→ **Problem to work on**:
An exact transcription of every entry is required, with the images left out.

→ **Task material**:

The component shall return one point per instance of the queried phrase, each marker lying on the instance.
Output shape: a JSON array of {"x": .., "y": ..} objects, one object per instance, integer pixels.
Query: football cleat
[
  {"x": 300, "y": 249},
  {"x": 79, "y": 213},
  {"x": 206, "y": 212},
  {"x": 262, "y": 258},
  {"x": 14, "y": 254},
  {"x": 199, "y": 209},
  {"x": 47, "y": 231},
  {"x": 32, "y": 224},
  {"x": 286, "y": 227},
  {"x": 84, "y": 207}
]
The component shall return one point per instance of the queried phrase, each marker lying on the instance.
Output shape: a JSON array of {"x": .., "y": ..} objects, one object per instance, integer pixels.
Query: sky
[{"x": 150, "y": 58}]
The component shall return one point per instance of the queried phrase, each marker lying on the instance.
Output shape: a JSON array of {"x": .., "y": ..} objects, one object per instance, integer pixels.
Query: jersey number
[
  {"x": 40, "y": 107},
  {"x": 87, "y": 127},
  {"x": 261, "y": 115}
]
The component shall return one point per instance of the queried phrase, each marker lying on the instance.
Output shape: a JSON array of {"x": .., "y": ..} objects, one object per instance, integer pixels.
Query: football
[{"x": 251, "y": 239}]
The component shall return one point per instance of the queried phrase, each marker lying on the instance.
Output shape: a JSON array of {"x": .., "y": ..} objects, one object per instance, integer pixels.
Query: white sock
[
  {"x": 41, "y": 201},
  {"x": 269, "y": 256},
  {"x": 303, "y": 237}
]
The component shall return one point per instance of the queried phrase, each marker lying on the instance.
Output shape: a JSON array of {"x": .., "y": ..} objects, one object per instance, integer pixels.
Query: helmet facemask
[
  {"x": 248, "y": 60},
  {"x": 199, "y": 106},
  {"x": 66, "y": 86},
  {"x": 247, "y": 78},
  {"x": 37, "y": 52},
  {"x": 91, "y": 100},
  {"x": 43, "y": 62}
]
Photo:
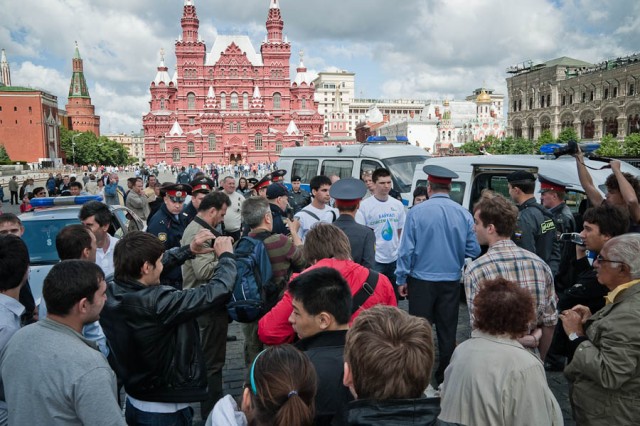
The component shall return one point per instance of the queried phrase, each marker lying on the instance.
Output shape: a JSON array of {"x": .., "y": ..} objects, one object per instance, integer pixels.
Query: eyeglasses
[{"x": 601, "y": 259}]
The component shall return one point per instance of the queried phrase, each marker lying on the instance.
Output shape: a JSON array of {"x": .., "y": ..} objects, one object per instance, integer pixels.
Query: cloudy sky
[{"x": 419, "y": 49}]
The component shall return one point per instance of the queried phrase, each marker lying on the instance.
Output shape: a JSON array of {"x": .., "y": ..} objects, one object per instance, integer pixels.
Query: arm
[
  {"x": 626, "y": 190},
  {"x": 274, "y": 328},
  {"x": 586, "y": 182}
]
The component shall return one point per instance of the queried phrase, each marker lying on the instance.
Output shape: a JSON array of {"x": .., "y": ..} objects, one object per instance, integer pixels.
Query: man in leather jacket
[{"x": 152, "y": 329}]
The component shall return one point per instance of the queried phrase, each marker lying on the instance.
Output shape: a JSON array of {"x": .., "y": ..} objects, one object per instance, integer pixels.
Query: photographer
[
  {"x": 623, "y": 189},
  {"x": 600, "y": 225}
]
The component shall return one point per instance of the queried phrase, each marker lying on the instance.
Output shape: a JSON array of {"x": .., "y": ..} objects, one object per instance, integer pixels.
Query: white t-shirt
[
  {"x": 386, "y": 218},
  {"x": 327, "y": 215}
]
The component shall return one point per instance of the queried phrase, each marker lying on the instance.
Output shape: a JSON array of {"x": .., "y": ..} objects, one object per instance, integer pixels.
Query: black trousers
[{"x": 438, "y": 302}]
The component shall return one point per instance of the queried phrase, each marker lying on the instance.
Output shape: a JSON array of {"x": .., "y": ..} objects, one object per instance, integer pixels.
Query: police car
[
  {"x": 41, "y": 226},
  {"x": 479, "y": 172}
]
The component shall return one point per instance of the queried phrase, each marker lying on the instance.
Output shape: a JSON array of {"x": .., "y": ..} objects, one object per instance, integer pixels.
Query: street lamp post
[{"x": 73, "y": 147}]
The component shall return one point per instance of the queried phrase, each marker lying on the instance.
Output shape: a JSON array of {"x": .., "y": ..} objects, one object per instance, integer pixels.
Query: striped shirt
[{"x": 505, "y": 259}]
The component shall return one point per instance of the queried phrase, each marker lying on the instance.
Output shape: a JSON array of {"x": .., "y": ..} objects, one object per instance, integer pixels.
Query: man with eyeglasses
[{"x": 601, "y": 224}]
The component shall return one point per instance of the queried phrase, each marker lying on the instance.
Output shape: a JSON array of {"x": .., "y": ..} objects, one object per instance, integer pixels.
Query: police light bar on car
[{"x": 63, "y": 201}]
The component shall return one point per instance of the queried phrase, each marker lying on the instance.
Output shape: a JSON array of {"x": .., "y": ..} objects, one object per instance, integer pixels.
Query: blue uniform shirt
[{"x": 436, "y": 238}]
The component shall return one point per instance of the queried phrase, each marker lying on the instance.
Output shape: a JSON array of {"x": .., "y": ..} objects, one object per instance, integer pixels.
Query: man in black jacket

→ **Result below**:
The component shall return one point per instance of the queried phrase, each marker lying on the instance.
Output shape: a JSON array of {"x": .., "y": ..} objects, one object per instance, integer pixels.
Query: football cleat
[
  {"x": 300, "y": 249},
  {"x": 79, "y": 213},
  {"x": 206, "y": 212},
  {"x": 262, "y": 258},
  {"x": 14, "y": 254},
  {"x": 199, "y": 209},
  {"x": 47, "y": 231},
  {"x": 32, "y": 224},
  {"x": 286, "y": 227},
  {"x": 84, "y": 207}
]
The component shall return one point per instance of the queried phrase, each marker lying on the instance.
Output shape: a JSON array of {"x": .., "y": ..} objects, one object per instance, integer pixels.
Query: sky
[{"x": 150, "y": 58}]
The component shall return one point per instance of the queried phrase, each marker lying on the instance.
Output shape: a JSON array of {"x": .., "y": ..} objects, one object per instance, integer pixels.
Query: jersey number
[
  {"x": 40, "y": 107},
  {"x": 87, "y": 127},
  {"x": 261, "y": 115}
]
The component shall return one point per instance of the queried phrase, each marker lying on the instance.
Output shape: a JSON array of {"x": .., "y": ..} objects, one object per instance, integer pixels.
Query: football
[{"x": 251, "y": 239}]
The component shall return one point per instance of the queried phrase, each marker lying on the instance.
Output shape: a JSON array of {"x": .., "y": ..} objects, one object per instance, integer pixels.
Query: white sock
[
  {"x": 41, "y": 201},
  {"x": 269, "y": 256},
  {"x": 303, "y": 237}
]
The component shall return one point per instance of the queried phrase, each marker lying on the instance.
Output shape: a JSON array of {"x": .., "y": ..} objects, one object per instance, integer pixels.
Query: helmet facemask
[
  {"x": 248, "y": 60},
  {"x": 199, "y": 106},
  {"x": 66, "y": 86},
  {"x": 247, "y": 78},
  {"x": 37, "y": 52},
  {"x": 91, "y": 100},
  {"x": 43, "y": 62}
]
Photo:
The component shall return one point per instance of the queried phrase, each marker lying on the instance.
Output shape: a JSON array of {"x": .., "y": ..} objects, one object per instance, integer pixels.
Query: eyeglasses
[{"x": 601, "y": 259}]
The component shall return one point per instance of the queried phrase, each marker lying on the instance.
Output shape: a JSON array of {"x": .., "y": ..} objects, one object per instance, integer pixels.
Query: cloudy sky
[{"x": 419, "y": 49}]
The component shall return one point per instance of the queried phrase, each marker lying on the instance.
Output shape: a JSON array of {"x": .., "y": ..} objects, one object per instance, integer pixels.
Query: arm
[
  {"x": 626, "y": 190},
  {"x": 274, "y": 328},
  {"x": 586, "y": 182}
]
The component shall return one point per instance of the queried phrase, each marker lying on the instance.
Output shape: a JSON array of {"x": .., "y": ..} objects, one object per instance, integer pixels.
Query: man in leather jacket
[{"x": 152, "y": 329}]
The component shall return one point per instance of the queried phrase, each marker lying on the instance.
Output shape: a JSON array of {"x": .., "y": ..} objects, one object per instance, integer pixels.
Query: photographer
[
  {"x": 623, "y": 189},
  {"x": 600, "y": 225}
]
The component shall return one point per instance of the queried phrase, each marker lying on the instance.
Output shape: a JSON array of {"x": .., "y": ..} objects, one object per instance, integer pixels.
Query: white t-shirt
[
  {"x": 386, "y": 218},
  {"x": 327, "y": 215}
]
The component shall return one point per instance of the queried phrase, each marker lying on the instance.
Output shape: a JSON array of {"x": .., "y": ..} objects, one object per instance, integer pixels.
Query: black trousers
[{"x": 438, "y": 302}]
The component shall return one point per instance of the queried phrase, each marker lying on the instance.
Output shape: a JSON array of {"x": .., "y": ..} objects, one object per instance, integer pixels.
Query: police car
[
  {"x": 41, "y": 226},
  {"x": 479, "y": 172}
]
The component shall return one point per instance of the queried phrase, each marker lying on the instance.
Output shape: a JSON array of {"x": .., "y": ..} objects, one object per instance, integer pixels.
Query: street lamp post
[{"x": 73, "y": 147}]
The component shall return one point per instance of the queried phrase, each marker lying on the instance.
Output shape: a JSON array of {"x": .., "y": ..} objects, one object per instance, integer pixels.
Query: striped shirt
[{"x": 505, "y": 259}]
The component shall return one point per instance of the queried phrase, each marker lying on the instance.
Output shape: a JSON array of {"x": .., "y": ..} objects, one object per instance, integer pixels.
Query: man with eyeglasses
[{"x": 601, "y": 224}]
The component shall return one point per instance of the queried phrase, each marker lying on the instance.
Output shape: a JSON array of {"x": .., "y": ..} objects, one object per instance, integer pixels.
Query: police light bar on car
[{"x": 63, "y": 201}]
The component shall return one point per instance of the queried phrase, each marker lying on the instance.
Output shape: a JSON array of {"x": .., "y": ..} objects, one object per instance, integer pixels.
Query: blue uniform shirt
[{"x": 436, "y": 238}]
The component shall return one point per instance of the queried phrase, each marker lying on the instance.
Output shape: a JSON array of {"x": .., "y": ..} objects, one object per instance, integer pixels.
Query: man in black jacket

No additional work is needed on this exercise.